### Written tasks
1. In the courthouse history, about how much did the present courthouse cost the county's taxpayers?
2. Repeat word for word the stretch of the courthouse history from "Terrell of Murfreesboro, Ed" through "county was destroyed.".

### Supplied text
»»
August 9th 1935 commemorates the 40th anniversary of the burning of the Old
Wooden Courthouse at Murfreesboro on the site where the present courthouse
now stands. Deeds and Mortgages records thru Book "Q" and all court and
other public records were totally destroyed at that time. Shortly after the
Courthouse was burned in 1895 Hon. J.C. Pinnix was appointed as Commissioner
to erect a new courthouse. Under his watchful care and management a new
Brick courthouse was erected from brick made in a kiln just across Prairie
Creek East of Murfreesboro near the old ford on the Murfreesboro-Arkadelphia
road. This courthouse served the county until it was declared unsafe by
architects and condemned. County Judge W.B. Horton in 1931 appointed A.P.
Terrell of Murfreesboro, Ed Kirkham of Delight and Dr. J.N. Pate of Glenwood
as Commissioners who contracted the building of a new Courthouse to May and
Sharp of Little Rock, who constructed the present courthouse which cost the
taxpayers of the county about $48,000.00, for which bonds were issued after
same had been voted at popular election. The first term of Circuit Court was
held in the present Courthouse in March 1932.
Pike county records were also destroyed in 1859 when the first courthouse
ever to be erected in Pike county was destroyed.
««
### Material
»»
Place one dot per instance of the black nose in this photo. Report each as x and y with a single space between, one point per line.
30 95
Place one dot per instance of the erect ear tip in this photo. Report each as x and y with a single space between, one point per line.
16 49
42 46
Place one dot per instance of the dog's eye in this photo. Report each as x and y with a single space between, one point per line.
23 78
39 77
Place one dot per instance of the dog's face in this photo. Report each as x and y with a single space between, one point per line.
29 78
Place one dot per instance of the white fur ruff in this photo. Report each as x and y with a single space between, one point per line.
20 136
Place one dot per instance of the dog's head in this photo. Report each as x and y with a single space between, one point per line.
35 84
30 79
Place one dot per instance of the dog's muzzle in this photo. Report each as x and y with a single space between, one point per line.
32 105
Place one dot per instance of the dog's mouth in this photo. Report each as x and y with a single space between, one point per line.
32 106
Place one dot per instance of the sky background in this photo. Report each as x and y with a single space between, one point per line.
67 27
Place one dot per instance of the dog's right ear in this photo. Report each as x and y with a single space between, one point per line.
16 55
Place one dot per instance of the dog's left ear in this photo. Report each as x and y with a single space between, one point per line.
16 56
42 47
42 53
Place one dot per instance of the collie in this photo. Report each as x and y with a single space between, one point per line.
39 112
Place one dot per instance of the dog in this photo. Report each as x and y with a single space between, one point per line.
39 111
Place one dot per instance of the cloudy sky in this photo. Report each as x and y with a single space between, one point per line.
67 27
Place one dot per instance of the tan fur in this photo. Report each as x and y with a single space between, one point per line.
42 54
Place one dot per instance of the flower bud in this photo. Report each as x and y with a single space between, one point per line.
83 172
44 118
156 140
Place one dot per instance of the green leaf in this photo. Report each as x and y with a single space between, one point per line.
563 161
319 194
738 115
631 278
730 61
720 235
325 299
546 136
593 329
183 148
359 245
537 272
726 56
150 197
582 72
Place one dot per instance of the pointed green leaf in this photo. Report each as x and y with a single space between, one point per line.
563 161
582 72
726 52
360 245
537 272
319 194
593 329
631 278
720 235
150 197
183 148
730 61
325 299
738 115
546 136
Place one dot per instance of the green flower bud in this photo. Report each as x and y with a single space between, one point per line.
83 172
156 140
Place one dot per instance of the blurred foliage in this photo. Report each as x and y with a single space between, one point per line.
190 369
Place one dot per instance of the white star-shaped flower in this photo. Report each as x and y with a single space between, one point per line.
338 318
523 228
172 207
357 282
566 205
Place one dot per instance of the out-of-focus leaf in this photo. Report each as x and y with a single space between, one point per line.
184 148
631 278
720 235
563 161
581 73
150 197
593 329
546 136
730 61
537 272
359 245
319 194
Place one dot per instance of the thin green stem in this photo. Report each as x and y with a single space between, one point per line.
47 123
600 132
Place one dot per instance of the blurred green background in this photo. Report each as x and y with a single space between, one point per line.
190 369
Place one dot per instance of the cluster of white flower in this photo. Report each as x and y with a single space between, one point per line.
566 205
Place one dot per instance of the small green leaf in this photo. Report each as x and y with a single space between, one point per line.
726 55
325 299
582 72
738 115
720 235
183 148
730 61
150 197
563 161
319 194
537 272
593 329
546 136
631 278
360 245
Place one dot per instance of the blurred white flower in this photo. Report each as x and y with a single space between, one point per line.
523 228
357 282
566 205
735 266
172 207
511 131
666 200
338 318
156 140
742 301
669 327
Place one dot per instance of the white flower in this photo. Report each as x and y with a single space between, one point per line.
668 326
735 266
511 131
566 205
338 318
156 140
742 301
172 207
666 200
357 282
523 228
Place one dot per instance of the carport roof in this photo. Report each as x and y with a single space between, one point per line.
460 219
««
»»
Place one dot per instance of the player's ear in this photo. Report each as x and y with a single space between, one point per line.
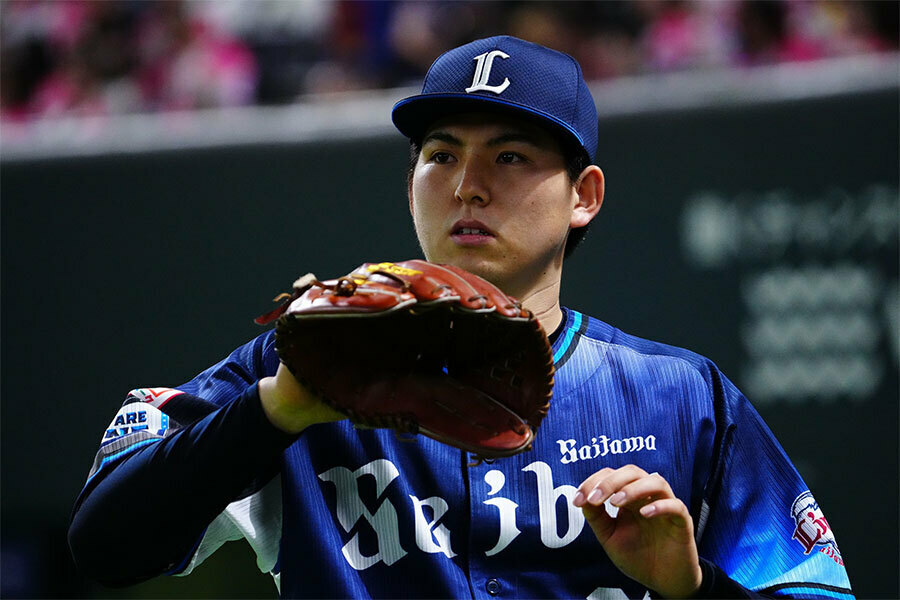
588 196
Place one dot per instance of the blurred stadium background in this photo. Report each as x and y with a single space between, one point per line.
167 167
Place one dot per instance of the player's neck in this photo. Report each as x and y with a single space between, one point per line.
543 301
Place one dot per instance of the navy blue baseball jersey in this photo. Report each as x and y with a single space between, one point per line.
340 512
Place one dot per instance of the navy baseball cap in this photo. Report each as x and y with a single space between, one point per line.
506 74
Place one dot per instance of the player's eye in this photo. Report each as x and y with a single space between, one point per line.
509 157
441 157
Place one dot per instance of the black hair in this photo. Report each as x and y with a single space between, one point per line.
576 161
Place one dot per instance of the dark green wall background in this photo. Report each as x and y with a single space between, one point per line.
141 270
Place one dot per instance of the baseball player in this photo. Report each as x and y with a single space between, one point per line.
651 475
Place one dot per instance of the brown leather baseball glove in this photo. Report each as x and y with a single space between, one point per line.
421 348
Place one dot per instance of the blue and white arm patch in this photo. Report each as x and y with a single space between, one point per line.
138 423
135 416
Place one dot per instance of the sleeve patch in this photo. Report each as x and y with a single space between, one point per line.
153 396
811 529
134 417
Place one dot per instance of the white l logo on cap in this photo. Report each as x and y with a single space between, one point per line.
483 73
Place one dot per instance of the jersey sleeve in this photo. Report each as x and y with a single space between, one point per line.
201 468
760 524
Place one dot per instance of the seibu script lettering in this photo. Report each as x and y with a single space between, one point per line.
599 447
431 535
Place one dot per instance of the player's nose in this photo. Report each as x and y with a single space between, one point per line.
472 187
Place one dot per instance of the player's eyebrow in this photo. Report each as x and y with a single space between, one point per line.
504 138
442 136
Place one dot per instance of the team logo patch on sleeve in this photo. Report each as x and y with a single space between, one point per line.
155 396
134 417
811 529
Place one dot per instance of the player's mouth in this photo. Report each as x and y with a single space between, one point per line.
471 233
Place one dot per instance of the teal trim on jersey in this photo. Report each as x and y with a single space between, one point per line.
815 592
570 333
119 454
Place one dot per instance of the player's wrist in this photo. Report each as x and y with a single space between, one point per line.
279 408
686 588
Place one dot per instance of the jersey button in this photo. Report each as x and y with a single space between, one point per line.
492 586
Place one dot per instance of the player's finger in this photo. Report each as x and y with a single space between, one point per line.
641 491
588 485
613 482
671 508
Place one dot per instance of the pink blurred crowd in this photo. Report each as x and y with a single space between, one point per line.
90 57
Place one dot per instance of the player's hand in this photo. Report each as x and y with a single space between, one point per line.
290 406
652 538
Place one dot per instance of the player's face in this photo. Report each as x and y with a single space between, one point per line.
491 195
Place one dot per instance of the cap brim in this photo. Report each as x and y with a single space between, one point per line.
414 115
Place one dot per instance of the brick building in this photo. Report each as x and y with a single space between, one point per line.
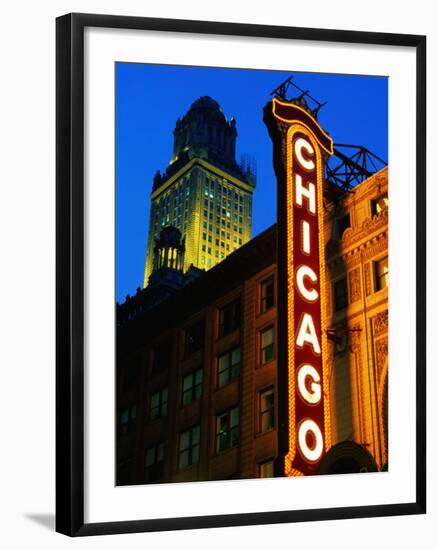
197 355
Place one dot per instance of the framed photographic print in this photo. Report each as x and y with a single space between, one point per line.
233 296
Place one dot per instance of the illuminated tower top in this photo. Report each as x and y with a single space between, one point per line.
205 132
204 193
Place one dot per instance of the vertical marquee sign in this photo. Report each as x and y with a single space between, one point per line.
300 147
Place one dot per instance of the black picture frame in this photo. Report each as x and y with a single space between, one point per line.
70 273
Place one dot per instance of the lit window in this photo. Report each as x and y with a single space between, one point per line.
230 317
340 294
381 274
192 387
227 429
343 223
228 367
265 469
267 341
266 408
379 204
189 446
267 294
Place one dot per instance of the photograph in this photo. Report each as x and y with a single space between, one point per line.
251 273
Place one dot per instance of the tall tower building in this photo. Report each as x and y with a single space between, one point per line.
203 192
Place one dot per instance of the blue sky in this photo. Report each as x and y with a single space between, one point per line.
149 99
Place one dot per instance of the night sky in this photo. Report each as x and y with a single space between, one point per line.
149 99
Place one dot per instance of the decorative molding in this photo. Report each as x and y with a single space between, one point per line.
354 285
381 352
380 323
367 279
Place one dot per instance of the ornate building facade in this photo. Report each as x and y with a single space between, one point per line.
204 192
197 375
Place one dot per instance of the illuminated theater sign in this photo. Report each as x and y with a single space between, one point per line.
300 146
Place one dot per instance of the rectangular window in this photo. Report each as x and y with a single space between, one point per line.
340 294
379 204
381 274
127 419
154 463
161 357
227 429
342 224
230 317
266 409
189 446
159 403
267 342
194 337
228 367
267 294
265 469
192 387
««
### Results for each task
1. About $48,000.00.

2.
Terrell of Murfreesboro, Ed Kirkham of Delight and Dr. J.N. Pate of Glenwood
as Commissioners who contracted the building of a new Courthouse to May and
Sharp of Little Rock, who constructed the present courthouse which cost the
taxpayers of the county about $48,000.00, for which bonds were issued after
same had been voted at popular election. The first term of Circuit Court was
held in the present Courthouse in March 1932.
Pike county records were also destroyed in 1859 when the first courthouse
ever to be erected in Pike county was destroyed.